### Source text
After a while, you manage to write a working PGKBUILD
for libanswer
:
pkgname=libanswer
pkgver=1.0
pkgrel=1
pkgdesc="Answer the Ultimate Question"
arch=('x86_64')
...
build() {
gcc -I . -shared answer.c -o libanswer.so
}
package ()
{
mkdir -p $pkgdir/usr/{include,lib}
install answer.h $pkgdir/usr/include/
install libanswer.so $pkgdir/usr/lib
}
Then you build the package with makepkg
$ makepkg
==> Making package: libanswer 1.0-1
...
==> Finished making: libanswer 1.0-1
Everything goes well, and you now have a file named libanswer-1.0-1-x86_64.pkg.tar.xz
next to your PGKBUILD
.
You install the package with pacman
:
$ sudo pacman -U libanswer-1.0-1-x86_64.pkg.tar.xz
Then you find out that you can compile and run print-answer.c
from anywhere in the system using the following commands:
$ gcc print-answer.c -lanswer -o ./print-answer
$ ./print-answer
The answer is 42
This time you need only the name of the library (the part without thelib
prefix and the .so
suffix) after the -l
option. You do not have to worry about include paths or use the LD_LIBRARY_PATH
environment variable - neat!
What you've accomplished is called packaging the answer
library, and its what package maintainers do - well done.
Impressed by your packaging skills4, the Arch Linux maintainers allow you to publish your package in official repositories, which means everyone using Arch Linux is now able to install the libanswer
package in just one command!
A simple change
A few days later, The Experts release a new version of their library (1.1), containing a nice optimization:
char* get_answer() {
return strdup("42");
}
Since you are the maintainer of the libanswer
package, you quickly update the PKGBUILD and publish a new release.
-pkgver=1.0
+pkgver=1.1
pkgrel=1
pkgdesc="Answers the Ultimate Question"
arch=('x86_64')
source=(...)
You build and install the package on your machine and check it still works:
$ makepg
$ sudo pacman -U libanswer-1.1-1-x86_64.pkg.tar.xz
And then you publish the new version of the libanswer
package.

### Directive 1
In the libanswer packaging text, change "optimization" to "improvement" and give the passage from "A simple change" up to and including "source=(...)".
### Directive 2
Continue the libanswer packaging text from the point at which it stops.
The lines have no connection to the libanswer packaging text.

### Provided material
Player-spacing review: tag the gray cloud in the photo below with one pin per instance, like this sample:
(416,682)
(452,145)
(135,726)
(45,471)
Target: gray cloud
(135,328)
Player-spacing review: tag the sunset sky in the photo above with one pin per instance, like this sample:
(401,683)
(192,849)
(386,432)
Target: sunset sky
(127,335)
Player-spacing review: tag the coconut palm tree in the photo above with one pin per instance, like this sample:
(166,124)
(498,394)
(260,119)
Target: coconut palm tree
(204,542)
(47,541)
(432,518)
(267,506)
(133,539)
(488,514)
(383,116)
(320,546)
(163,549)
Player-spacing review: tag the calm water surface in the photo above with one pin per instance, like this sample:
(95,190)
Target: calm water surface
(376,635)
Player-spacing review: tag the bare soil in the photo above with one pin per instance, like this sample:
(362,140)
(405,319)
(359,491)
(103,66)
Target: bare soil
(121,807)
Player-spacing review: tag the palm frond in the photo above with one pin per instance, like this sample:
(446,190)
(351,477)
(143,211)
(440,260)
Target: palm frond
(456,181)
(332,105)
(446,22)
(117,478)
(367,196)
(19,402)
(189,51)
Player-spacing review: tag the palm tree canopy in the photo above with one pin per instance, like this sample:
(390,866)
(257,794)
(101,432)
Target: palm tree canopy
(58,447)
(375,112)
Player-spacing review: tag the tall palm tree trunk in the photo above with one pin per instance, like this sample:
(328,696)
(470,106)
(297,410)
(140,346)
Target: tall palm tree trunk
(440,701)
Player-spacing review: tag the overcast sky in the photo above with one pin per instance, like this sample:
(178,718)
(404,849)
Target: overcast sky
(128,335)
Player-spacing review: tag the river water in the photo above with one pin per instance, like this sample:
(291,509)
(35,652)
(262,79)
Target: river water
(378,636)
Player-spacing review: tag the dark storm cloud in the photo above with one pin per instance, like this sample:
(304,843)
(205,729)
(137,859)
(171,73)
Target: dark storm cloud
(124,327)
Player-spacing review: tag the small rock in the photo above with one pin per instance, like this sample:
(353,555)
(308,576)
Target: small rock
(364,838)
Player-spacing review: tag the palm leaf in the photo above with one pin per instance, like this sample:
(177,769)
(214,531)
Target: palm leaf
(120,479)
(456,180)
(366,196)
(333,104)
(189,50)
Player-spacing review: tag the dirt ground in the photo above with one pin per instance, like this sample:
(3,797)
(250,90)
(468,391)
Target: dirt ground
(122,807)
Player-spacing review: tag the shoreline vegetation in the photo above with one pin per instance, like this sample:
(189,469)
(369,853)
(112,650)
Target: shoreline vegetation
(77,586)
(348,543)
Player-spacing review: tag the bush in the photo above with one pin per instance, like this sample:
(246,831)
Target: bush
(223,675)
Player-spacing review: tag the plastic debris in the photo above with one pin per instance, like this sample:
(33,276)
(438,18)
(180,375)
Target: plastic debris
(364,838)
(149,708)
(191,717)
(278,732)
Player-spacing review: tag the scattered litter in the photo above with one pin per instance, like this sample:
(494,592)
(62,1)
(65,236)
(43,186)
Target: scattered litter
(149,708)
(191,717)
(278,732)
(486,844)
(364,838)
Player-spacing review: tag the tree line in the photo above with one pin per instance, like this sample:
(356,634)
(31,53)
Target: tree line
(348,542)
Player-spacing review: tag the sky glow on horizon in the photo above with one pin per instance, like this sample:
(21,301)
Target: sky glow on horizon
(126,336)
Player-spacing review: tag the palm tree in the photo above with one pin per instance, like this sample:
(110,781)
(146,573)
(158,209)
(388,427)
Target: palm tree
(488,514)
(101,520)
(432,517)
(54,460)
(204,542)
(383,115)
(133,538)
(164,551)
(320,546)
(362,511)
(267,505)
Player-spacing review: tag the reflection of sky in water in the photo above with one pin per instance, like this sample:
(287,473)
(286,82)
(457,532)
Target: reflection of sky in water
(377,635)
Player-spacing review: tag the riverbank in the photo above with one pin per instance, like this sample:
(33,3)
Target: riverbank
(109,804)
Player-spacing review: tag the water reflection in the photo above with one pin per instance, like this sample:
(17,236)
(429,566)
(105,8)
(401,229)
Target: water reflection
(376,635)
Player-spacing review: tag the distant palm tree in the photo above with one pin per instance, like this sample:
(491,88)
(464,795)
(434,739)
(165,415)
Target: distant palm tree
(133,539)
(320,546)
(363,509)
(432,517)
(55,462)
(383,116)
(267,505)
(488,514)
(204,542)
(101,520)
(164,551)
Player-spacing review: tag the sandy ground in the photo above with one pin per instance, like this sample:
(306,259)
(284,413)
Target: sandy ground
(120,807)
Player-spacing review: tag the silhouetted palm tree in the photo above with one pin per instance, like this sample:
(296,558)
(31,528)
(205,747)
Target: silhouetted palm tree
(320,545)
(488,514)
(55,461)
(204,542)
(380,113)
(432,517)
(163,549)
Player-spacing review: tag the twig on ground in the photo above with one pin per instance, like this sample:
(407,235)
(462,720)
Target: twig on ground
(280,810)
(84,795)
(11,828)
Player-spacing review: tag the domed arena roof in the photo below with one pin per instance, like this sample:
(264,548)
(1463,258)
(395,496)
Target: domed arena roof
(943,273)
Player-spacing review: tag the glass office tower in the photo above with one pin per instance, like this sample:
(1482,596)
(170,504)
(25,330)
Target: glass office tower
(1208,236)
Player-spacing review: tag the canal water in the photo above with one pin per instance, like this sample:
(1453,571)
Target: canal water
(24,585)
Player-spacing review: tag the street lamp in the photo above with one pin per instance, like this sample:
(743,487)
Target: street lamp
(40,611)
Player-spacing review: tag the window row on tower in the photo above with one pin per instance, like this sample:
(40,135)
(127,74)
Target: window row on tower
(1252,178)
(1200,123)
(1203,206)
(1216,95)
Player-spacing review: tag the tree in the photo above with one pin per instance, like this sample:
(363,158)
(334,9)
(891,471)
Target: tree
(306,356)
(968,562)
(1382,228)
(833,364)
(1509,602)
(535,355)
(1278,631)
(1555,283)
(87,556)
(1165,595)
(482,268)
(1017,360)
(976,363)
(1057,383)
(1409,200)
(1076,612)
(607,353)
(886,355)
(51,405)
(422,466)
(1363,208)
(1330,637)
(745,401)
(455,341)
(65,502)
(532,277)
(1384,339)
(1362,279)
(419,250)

### Output 1
A simple change
A few days later, The Experts release a new version of their library (1.1), containing a nice improvement:
char* get_answer() {
return strdup("42");
}
Since you are the maintainer of the libanswer
package, you quickly update the PKGBUILD and publish a new release.
-pkgver=1.0
+pkgver=1.1
pkgrel=1
pkgdesc="Answers the Ultimate Question"
arch=('x86_64')
source=(...)

### Output 2
That's where Linux distributions really shine (and the whole reason we use shared libraries in the first place). Once the new package is published, any Arch Linux user who installs it will get the latest version of libanswer.so
in their system, and all the programs that were linked against it will use the latest version - this is especially important if the new version contains a security bug fix for instance.
Another change
A week later, The Experts realize they don't really need to return a string from the get_answer()
function, and that a simple int
would suffice.
So they modify both their header and source files:
- char* get_answer();
+ int get_answer();
#include <answer.h>
int get_answer() {
return 42;
}
And they publish a release note:
# The answer project
## Version 2.0
* Change the return type of the `get_answer()` function from `char*` to `int`.
## Version 1.1
* This release implements performance optimizations.
## Version 1.0
* First public release!
Upon hearing the good news, you download the latest sources of the project, and you modify your print-answer.c
source file to use the latest version of the library:
#include <stdio.h>
#include <answer.h>
int main() {
int answer = get_answer();
printf("The answer is %d\n", answer);
}
You compile everything and check the code still works:
$ gcc -I . -shared answer.c -o libanswer.so
$ gcc -I . libanswer.so print-answer.c -o ./print-answer
$ LD_LIBRARY_PATH=. ./print-answer
The answer is 42
Time to publish the v2!
-pkgver=1.0
+pkgver=2.0
pkgrel=1
pkgdesc="Answers the Ultimate Question"
arch=('x86_64')
source=(...)
$ makepg
$ sudo pacman -U libanswer-2.0-1-x86_64.pkg.tar.xz
Easy as pie - satisfied, you publish the new package and go to bed.
When shit hits the fan
The next morning you receive the following e-mail:
Subject : latest libanswer package update broke the display-answer-pp program
Hello,
I'm using `display-answer-pp` version 0.4, and when I updated
`libanswer` to the version 2.0, I got the following error:
./display-answer-pp
zsh: segmentation fault (core dumped) ./display-answer-pp
Downgrading the `libanswer` package fixes the problem. Please advise.
Signed: Bob
Welcome to the joys of packaging!
You've never heard of the display-answer-pp
package - what is going on?
After a bit of research, you find out that someone wrote a display-answer-pp
program using your libanswer
package and published it on the official Arch Linux repositories a few days ago.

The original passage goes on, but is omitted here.